Goal
Rewrite the listing, from the line containing "the stone slab" through the end of the listing, as a two-column CSV with the headers instruction and points. Give one row for each instruction together with the points that follow it, and put each value in a single quoted field with line breaks replaced by spaces.

__________

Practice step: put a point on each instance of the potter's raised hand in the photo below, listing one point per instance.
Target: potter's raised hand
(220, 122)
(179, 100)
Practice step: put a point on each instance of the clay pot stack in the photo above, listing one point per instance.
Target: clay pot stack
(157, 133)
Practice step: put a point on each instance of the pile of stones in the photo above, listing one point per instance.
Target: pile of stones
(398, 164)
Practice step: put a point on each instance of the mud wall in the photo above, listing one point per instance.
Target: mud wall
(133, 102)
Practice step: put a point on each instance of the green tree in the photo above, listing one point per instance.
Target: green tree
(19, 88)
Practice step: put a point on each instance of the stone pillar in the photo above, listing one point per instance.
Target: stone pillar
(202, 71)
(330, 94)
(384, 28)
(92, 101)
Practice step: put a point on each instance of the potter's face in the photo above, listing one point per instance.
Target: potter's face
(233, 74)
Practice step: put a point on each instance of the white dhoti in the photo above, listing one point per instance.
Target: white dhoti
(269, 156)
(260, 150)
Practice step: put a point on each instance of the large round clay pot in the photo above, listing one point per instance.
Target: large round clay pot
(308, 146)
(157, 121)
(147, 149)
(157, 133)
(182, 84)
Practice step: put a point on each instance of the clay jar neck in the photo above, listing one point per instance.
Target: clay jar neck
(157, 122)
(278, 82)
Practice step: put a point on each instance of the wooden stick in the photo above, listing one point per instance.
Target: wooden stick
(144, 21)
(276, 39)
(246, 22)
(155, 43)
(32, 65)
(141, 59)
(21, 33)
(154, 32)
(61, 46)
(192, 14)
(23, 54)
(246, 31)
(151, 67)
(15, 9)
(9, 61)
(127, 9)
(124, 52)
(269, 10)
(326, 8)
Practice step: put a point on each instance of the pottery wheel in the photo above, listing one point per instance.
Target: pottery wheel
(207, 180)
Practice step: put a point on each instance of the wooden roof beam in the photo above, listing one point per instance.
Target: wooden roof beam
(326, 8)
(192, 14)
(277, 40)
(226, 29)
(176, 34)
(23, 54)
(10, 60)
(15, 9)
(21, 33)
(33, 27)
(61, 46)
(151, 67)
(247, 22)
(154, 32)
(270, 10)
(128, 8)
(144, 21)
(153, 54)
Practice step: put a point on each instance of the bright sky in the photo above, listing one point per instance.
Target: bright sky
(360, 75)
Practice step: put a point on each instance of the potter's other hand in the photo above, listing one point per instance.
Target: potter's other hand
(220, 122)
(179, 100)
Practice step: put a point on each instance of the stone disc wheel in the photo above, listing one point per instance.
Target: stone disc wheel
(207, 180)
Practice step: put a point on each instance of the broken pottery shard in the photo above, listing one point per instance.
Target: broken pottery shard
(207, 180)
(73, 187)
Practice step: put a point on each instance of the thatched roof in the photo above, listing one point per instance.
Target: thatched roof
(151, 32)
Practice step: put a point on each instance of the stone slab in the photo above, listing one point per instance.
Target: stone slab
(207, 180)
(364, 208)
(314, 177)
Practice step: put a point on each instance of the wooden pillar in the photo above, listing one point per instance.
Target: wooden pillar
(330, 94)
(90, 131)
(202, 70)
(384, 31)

__________

Answer below
instruction,points
"Practice step: put a point on each instance of the stone slab in the photo above, listing one point per instance. Target: stone slab","(207, 180) (364, 208) (314, 177)"
"Practice step: put a point on each instance of the wooden pillar in the photo above, listing one point per instance. Target: wooden pillar","(330, 94) (90, 131) (202, 70) (384, 31)"